• _What you are asked to do_:
Restate the material below word for word, from its first line to its last.

-*-*-

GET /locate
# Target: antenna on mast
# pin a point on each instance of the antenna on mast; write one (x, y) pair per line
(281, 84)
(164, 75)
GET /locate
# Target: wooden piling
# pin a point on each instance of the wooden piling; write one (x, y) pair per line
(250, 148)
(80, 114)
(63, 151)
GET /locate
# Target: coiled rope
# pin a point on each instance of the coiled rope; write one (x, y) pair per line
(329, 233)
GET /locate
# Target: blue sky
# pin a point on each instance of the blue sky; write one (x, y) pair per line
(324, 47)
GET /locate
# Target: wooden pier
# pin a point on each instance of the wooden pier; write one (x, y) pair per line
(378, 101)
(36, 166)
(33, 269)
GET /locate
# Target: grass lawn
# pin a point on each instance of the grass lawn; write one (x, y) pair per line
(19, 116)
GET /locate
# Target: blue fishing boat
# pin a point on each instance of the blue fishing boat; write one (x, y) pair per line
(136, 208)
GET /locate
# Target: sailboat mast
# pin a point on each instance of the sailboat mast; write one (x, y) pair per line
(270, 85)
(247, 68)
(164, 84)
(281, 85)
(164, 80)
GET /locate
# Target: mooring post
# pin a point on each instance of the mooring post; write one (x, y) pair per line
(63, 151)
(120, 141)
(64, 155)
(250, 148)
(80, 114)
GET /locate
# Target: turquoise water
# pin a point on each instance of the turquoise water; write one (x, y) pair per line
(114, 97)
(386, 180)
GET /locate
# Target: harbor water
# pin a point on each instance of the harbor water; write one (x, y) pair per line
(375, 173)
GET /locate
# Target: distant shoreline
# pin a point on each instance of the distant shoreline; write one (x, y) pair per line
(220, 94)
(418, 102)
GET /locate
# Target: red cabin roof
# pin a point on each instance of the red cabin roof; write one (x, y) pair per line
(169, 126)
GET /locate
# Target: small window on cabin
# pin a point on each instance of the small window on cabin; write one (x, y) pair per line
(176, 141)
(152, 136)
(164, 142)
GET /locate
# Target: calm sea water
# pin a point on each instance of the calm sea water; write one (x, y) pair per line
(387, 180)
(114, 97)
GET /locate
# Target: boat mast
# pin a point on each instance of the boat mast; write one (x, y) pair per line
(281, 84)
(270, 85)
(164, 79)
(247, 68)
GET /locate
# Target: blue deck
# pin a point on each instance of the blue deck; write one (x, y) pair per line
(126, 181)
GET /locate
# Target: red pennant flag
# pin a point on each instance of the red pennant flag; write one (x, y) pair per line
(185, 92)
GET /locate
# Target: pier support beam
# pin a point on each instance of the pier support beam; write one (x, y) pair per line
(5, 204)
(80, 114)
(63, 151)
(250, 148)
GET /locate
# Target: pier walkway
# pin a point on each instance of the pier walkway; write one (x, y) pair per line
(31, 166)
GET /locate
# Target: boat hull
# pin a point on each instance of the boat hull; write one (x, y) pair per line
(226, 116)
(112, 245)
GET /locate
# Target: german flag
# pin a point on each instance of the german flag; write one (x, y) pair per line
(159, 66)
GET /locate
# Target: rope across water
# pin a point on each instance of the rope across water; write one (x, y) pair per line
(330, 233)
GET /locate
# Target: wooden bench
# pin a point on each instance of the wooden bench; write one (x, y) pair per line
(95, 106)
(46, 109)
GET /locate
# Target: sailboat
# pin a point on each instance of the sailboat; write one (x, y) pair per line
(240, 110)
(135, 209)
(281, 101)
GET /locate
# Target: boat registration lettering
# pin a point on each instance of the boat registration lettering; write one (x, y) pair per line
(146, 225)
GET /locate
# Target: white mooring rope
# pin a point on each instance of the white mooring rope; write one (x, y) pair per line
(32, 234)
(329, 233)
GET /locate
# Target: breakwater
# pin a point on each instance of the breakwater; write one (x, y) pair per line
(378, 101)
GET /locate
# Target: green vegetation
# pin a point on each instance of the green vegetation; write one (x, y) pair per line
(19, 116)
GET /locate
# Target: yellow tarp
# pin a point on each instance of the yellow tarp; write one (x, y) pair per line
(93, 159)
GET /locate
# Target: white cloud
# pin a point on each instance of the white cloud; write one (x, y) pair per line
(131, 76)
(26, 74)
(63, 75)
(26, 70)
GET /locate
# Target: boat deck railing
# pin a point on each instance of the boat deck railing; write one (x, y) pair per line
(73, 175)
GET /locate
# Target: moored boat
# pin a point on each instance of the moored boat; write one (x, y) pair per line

-*-*-

• _Answer area_:
GET /locate
# Target: antenna on mast
# pin a point on each instance of the antenna on mast; write one (x, y) pair per line
(281, 84)
(164, 75)
GET /locate
# Target: wooden piling
# pin a point on each instance of the wooden piling; write one (x, y) pair per line
(250, 148)
(80, 114)
(63, 151)
GET /locate
# Target: coiled rope
# pin a point on each instance of the coiled rope; write one (x, y) pair per line
(329, 233)
GET /locate
# Target: blue sky
# pin a point on each instance of the blue sky; write one (x, y) pair per line
(324, 47)
GET /locate
# Target: wooden pier
# pin a point on each instance of the wooden pier; write one (x, y) pair per line
(378, 101)
(36, 166)
(33, 269)
GET /locate
# Target: grass lawn
# pin a point on each instance of the grass lawn; write one (x, y) pair per line
(19, 116)
GET /locate
# Target: blue fishing boat
# pin a point on each instance of the blue fishing boat; write one (x, y) pair per line
(136, 208)
GET /locate
# Target: sailboat mast
# pin a point on each instance of the sailboat mast; write one (x, y) pair per line
(270, 85)
(247, 68)
(164, 84)
(281, 85)
(164, 80)
GET /locate
# Target: mooring post
# pin a point on each instance of the mooring post; write one (x, y) pair per line
(63, 151)
(120, 141)
(64, 155)
(250, 148)
(80, 114)
GET /locate
# Target: turquoise water
# pin a point on each instance of the turquoise water; write one (x, y) pair per line
(114, 97)
(386, 180)
GET /locate
# Target: harbor water
# pin a point on each instance of the harbor water; write one (x, y) pair per line
(375, 173)
GET /locate
# Target: distant shoreline
# pin a point on each instance of the distant shoreline; write one (x, y) pair per line
(220, 94)
(418, 102)
GET /locate
# Target: red cabin roof
# pin a point on each instance of the red cabin roof; write one (x, y) pair per line
(169, 126)
GET /locate
# Target: small window on cabin
# pin a point on each instance of the small window on cabin; write one (x, y) pair per line
(176, 141)
(152, 136)
(164, 142)
GET /locate
# Target: calm sea water
# pin a point on each instance of the calm sea water; write one (x, y) pair per line
(387, 180)
(114, 97)
GET /locate
# Target: boat mast
# pin a point on each instance of the boat mast; write one (x, y) pair per line
(281, 84)
(270, 85)
(164, 79)
(247, 68)
GET /locate
# Target: blue deck
# pin a point on each instance of the blue deck; write one (x, y) pair per line
(126, 181)
GET /locate
# Target: red pennant flag
# pin a point on each instance of the red pennant flag; write one (x, y) pair per line
(185, 92)
GET /locate
# Target: pier support beam
# pin a point on each instance of the pier support beam; write one (x, y) pair per line
(5, 204)
(80, 114)
(63, 151)
(250, 148)
GET /locate
# Target: pier walkway
# pin a point on each instance of the pier walkway; write one (x, y) pair per line
(31, 166)
GET /locate
# Target: boat hull
# pin a point on each instance of the boat hull; write one (x, y) pair per line
(226, 116)
(112, 245)
GET /locate
# Target: german flag
# pin a point on each instance of the german flag; write one (x, y) pair per line
(159, 66)
GET /locate
# Target: rope across water
# pin a point on each instance of the rope across water; write one (x, y) pair per line
(330, 233)
GET /locate
# Target: wooden bench
# pin a point on each instance of the wooden bench; write one (x, y) pair per line
(95, 106)
(46, 109)
GET /locate
# Target: sailboat
# pin a point on each instance of the sailboat; write one (x, y) pair per line
(240, 110)
(135, 209)
(281, 101)
GET /locate
# Target: boat registration lettering
# pin a point on each instance of the boat registration lettering; write one (x, y) pair per line
(146, 225)
GET /locate
# Target: white mooring rope
# pin a point on each instance of the white mooring rope; write one (x, y) pair per line
(32, 234)
(329, 233)
GET /locate
# Target: breakwater
# pin a point on each instance of the breakwater; write one (x, y) pair per line
(378, 101)
GET /locate
# Target: green vegetation
# pin a point on each instance of the green vegetation; write one (x, y) pair per line
(19, 116)
GET /locate
# Target: yellow tarp
# pin a point on each instance of the yellow tarp; write one (x, y) pair per line
(93, 159)
GET /locate
# Target: white cloud
# pin a point on each instance of the white cloud; write one (x, y) pair per line
(131, 76)
(26, 74)
(63, 75)
(26, 70)
GET /locate
# Target: boat deck railing
# pin a point on each instance of the boat deck railing; write one (x, y) pair per line
(73, 175)
GET /locate
# Target: moored boat
# pin a point on each instance of the moored boat; write one (x, y) pair per line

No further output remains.